*Tarea escrita 1*
En el texto sobre los medios de masas, ¿de qué elemento lábil depende el contenido de una crónica?
*Tarea escrita 2*
Prolonga el texto sobre los medios de masas a partir de su última oración.

*Fragmento proporcionado*
^^^^^^^^
En el otro rincón, los análisis neomarxistas sobre los medios de masas también inauguraron sus propios estereotipos: pensar que el público sólo quiere conciertos y no concursos de la RAI y que sólo se trata de pasar una y otra vez conciertos, que alguna vez se actuará por imitación, o intentar un traslado de la pequeña cultura de libros especializados a los medios de masas.
En algún punto ambas teorías son optimistas y racionalistas: afirman que el hombre es un animal racional que, colocado ante una buena y una mala información, elegirá finalmente la buena. En el curso de esta elección podrá haber tanteos, errores, pero finalmente la verdad triunfará, desde el momento en que la misma estructura de la oferta le haya permitido expresarse.
La doctrina liberal, a la vez, parte del supuesto que los técnicos en comunicación llamarían «elección del compañero en el intercambio»; esto es, podemos elegir nuestro diario, radio o cadena de televisión y podemos, a la vez, cambiar de compañero tantas veces como queramos.
Este supuesto ingenuo parte de otra base discutible: cree que existe una oferta totalizadora de tantas expresiones como hay en la sociedad. O, para decirlo de otro modo, cree que en una sociedad moderna todos los grupos tienen su expresión en los medios de masas. Basta con echar una ojeada a cualquier diario para ver que esto no es así.
Decía Arthur Koestler que «aunque no existan los valores absolutos, debiéramos actuar como si existieran». Sólo en ese marco puede tornarse verosímil el concepto de objetividad tal como se lo presenta desde la teoría liberal de la información. Los que trabajamos en una redacción sabemos que el contenido de una crónica depende de elementos tan lábiles como el dolor de estómago del cronista. El proceso de selección de la información es esencialmente arbitrario -no podría ser de otra manera y sólo a través de una ingenua buena fe por parte de quien la ejerce y de quien la leerá al otro día durante el desayuno, puede pensarse que la información será lo más objetiva posible.
Las figuras de compensación existentes en los países del Norte mayor chequeo de las fuentes, el ombudsman representando a los lectores y a sus intereses- resultan menores ante una reunión de edición en la que se decidirá qué tema irá a tapa y porqué. La necesaria estandarización de un producto que se renueva día a día también conspira contra la aparición de nuevos elementos en la cadena informativa y, por último, contra la objetividad en la edición. Toda cultura en las sociedades industriales tiende a la estandarización.
En el caso de los diarios tradicionales, los protagonistas de la información se repiten todos los días y las funciones narrativas son igualmente estandarizadas. La estandarización del contenido resulta condicionada por la amplitud del mercado: los mass media se enfrentan con una oferta dirigida a segmentos disímiles que agrupan a la clase baja, toda la clase media y sectores importantes de la clase alta, que necesitan como consumidores potenciales de anuncios; los intersticios por los que dirigirse se estandarizan necesariamente y, en la mayoría de los casos, vuelven anodina la forma de comunicar la información.
^^^^^^^^
*Entradas de datos*
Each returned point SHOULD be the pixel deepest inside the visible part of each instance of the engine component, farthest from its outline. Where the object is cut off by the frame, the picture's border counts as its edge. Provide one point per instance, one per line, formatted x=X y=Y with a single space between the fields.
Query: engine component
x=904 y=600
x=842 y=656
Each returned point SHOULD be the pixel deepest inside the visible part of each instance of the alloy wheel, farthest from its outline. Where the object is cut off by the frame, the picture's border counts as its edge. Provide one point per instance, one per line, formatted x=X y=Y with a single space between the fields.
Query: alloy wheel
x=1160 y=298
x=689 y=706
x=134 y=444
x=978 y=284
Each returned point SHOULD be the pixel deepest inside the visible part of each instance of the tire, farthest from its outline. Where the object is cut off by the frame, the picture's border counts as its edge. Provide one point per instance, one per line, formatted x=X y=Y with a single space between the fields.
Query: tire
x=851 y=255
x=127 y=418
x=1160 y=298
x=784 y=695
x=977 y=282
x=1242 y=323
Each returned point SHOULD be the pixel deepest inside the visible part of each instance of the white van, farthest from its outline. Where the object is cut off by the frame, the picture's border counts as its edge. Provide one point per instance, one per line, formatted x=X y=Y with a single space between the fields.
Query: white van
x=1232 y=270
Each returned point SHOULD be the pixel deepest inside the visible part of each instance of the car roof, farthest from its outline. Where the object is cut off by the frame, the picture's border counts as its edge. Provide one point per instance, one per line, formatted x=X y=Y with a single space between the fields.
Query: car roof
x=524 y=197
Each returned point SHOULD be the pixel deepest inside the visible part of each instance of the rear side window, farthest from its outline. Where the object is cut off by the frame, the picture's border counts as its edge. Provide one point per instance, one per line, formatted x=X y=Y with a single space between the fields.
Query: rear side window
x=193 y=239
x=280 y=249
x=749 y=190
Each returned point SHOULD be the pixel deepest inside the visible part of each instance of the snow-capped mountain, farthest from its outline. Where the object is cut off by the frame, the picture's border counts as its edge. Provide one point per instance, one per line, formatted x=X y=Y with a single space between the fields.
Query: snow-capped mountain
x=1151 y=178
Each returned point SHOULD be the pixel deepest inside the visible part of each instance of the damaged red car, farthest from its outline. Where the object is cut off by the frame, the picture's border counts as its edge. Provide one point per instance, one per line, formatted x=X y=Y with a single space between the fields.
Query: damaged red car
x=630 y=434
^^^^^^^^
*Resultado del ejercicio 1*
Del dolor de estómago del cronista.

*Resultado del ejercicio 2*
Por otro lado, se encuentran cercados por las escasas posibilidades de renovación formal o de contenido: la sanción económica es en ese caso inmediata y brutal. Fuera del campo de comunicación de masas la sanción es más social que económica: un erudito que publique un mal trabajo podrá vender menos libros, pero raramente esto incidirá sobre su carrera: los errores de los mass media pueden significar la desaparición del producto.
Quizá también sea necesario aclarar el valor relativo que tienen muchos de estos conceptos cuando se trata de aplicarlos en el Norte o en el Sur del mundo.
Una simplificación de la estructura económica de España mostraría que dos tercios de la población se encuentran dentro del circuito económico, gozan de la liquidez y de los beneficios de una sociedad desarrollada, y un tercio ha quedado definitivamente fuera de ese circuito: se trata de los parados, jóvenes en la mayoría de los casos, que en el Norte están parcialmente asistidos por el Estado.
En el Sur la proporción de la reconversión industrial es inversa; existe un tercio de la población dentro del circuito y dos tercios fuera.
Ante esa realidad conceptos como el de libertad de prensa resultan una prerrogativa importante, pero sólo detentada por los sectores medios. En un país como Argentina, con nueve millones de personas por debajo del límite de pobreza, la realidad cotidiana muestra que no se accede mayoritariamente a los diarios, que no todos poseen televisor o cuentan con dinero para ponerle baterías a la radio.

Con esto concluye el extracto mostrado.